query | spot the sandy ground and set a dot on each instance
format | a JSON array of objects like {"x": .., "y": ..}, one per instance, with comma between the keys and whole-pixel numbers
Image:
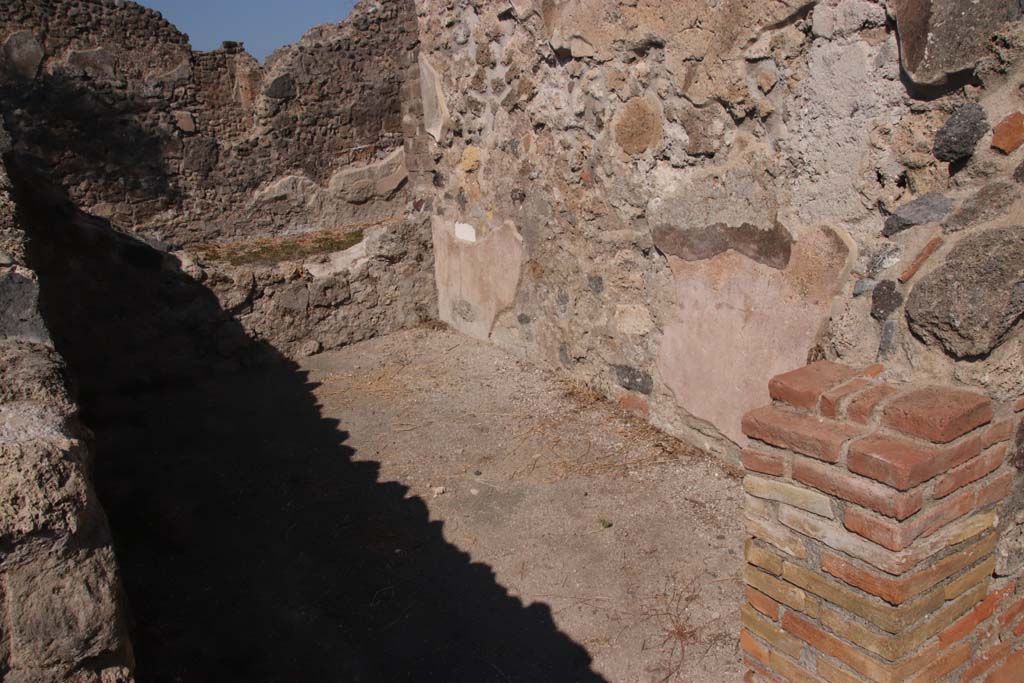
[
  {"x": 633, "y": 539},
  {"x": 417, "y": 508}
]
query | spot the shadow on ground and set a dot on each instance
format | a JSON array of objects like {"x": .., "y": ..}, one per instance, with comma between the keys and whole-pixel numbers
[{"x": 253, "y": 548}]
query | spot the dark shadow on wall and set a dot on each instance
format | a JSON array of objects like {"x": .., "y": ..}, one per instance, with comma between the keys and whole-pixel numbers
[
  {"x": 75, "y": 129},
  {"x": 253, "y": 548}
]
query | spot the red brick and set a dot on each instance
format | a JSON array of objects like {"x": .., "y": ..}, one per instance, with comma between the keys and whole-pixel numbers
[
  {"x": 832, "y": 399},
  {"x": 803, "y": 387},
  {"x": 985, "y": 660},
  {"x": 938, "y": 668},
  {"x": 804, "y": 433},
  {"x": 967, "y": 624},
  {"x": 872, "y": 371},
  {"x": 970, "y": 471},
  {"x": 861, "y": 408},
  {"x": 1011, "y": 672},
  {"x": 830, "y": 645},
  {"x": 763, "y": 603},
  {"x": 938, "y": 414},
  {"x": 995, "y": 489},
  {"x": 897, "y": 536},
  {"x": 840, "y": 483},
  {"x": 1009, "y": 133},
  {"x": 1013, "y": 611},
  {"x": 754, "y": 647},
  {"x": 765, "y": 463},
  {"x": 1000, "y": 431},
  {"x": 899, "y": 590},
  {"x": 903, "y": 464}
]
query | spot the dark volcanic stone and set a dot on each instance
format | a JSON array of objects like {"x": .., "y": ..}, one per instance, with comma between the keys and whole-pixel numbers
[
  {"x": 282, "y": 87},
  {"x": 771, "y": 247},
  {"x": 885, "y": 299},
  {"x": 942, "y": 38},
  {"x": 633, "y": 379},
  {"x": 930, "y": 208},
  {"x": 22, "y": 54},
  {"x": 887, "y": 343},
  {"x": 962, "y": 133},
  {"x": 19, "y": 309},
  {"x": 971, "y": 303}
]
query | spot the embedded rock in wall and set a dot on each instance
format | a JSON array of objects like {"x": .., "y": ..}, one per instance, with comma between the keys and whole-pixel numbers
[
  {"x": 738, "y": 321},
  {"x": 435, "y": 114},
  {"x": 941, "y": 38},
  {"x": 229, "y": 164},
  {"x": 22, "y": 54},
  {"x": 972, "y": 302}
]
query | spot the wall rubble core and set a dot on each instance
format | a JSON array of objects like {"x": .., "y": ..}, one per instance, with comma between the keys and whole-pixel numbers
[{"x": 884, "y": 520}]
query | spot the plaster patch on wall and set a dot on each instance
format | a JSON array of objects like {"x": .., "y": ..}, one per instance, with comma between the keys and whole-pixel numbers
[
  {"x": 465, "y": 232},
  {"x": 478, "y": 279},
  {"x": 738, "y": 323}
]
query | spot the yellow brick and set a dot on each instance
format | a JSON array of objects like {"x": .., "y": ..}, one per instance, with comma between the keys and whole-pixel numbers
[
  {"x": 792, "y": 672},
  {"x": 768, "y": 561},
  {"x": 769, "y": 633},
  {"x": 773, "y": 489},
  {"x": 834, "y": 674},
  {"x": 788, "y": 595},
  {"x": 776, "y": 535},
  {"x": 893, "y": 620},
  {"x": 975, "y": 577},
  {"x": 895, "y": 647}
]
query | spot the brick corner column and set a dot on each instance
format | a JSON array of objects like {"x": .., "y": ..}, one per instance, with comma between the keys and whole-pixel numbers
[{"x": 873, "y": 512}]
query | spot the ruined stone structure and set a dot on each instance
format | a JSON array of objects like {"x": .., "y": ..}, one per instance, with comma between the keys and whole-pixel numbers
[
  {"x": 671, "y": 201},
  {"x": 887, "y": 536}
]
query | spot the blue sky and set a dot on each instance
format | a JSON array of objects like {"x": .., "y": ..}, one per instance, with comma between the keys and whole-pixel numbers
[{"x": 262, "y": 25}]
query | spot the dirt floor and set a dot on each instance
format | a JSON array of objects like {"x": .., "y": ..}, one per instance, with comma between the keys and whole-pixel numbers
[{"x": 421, "y": 507}]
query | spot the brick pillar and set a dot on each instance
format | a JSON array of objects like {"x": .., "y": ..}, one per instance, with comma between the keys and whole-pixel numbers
[{"x": 873, "y": 511}]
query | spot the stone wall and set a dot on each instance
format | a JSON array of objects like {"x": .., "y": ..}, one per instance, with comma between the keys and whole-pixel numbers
[
  {"x": 284, "y": 187},
  {"x": 674, "y": 202},
  {"x": 61, "y": 611},
  {"x": 887, "y": 526}
]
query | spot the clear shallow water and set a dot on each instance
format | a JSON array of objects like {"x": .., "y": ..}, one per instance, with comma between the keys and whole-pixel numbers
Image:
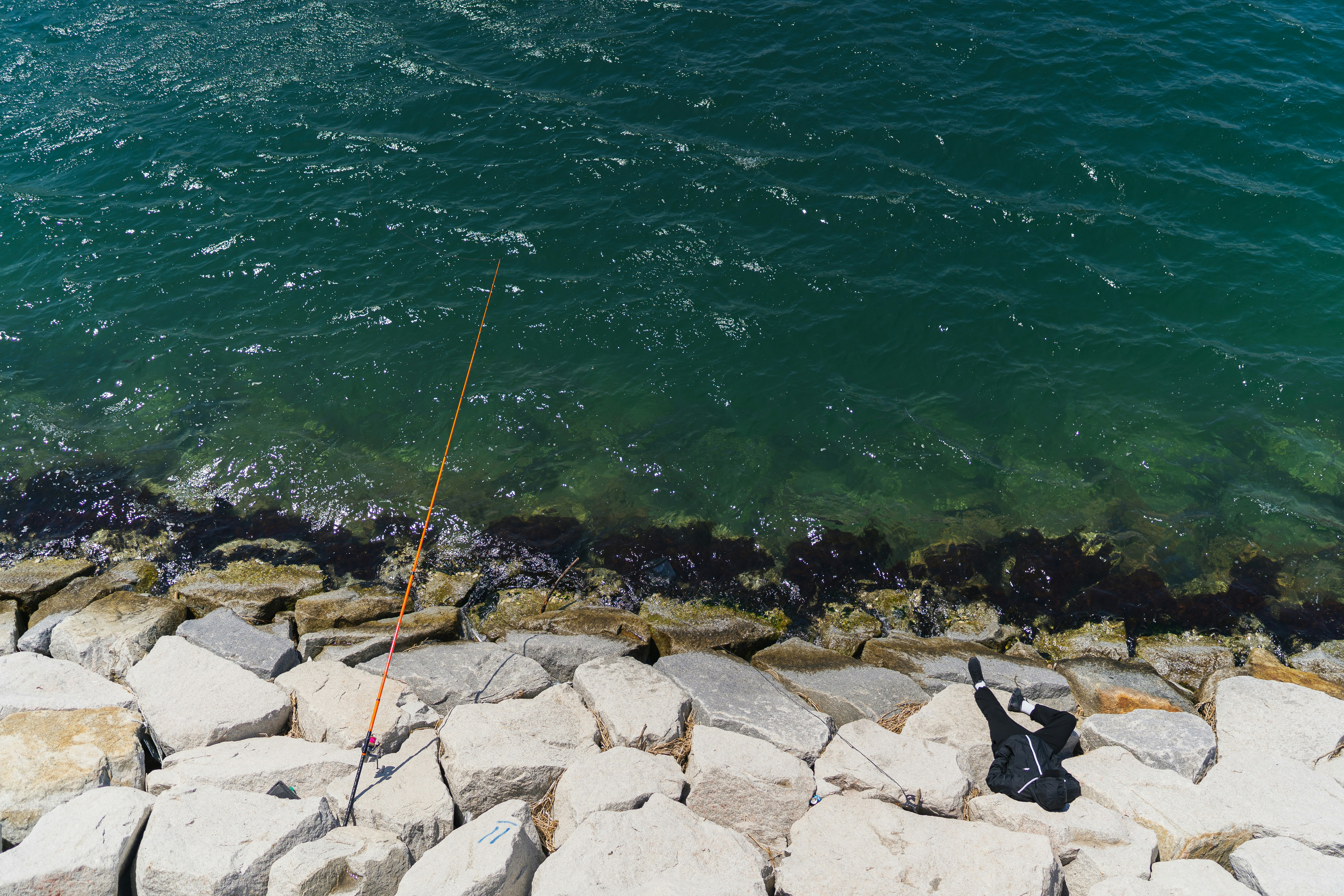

● ● ● ● ● ● ●

_Problem statement_. In the data above, which lines include "ground"? Return those lines.

_Result of the task_.
query | spot the sandy ground and set a dot on each instance
query | spot the shadow on ground and set a dot on each instance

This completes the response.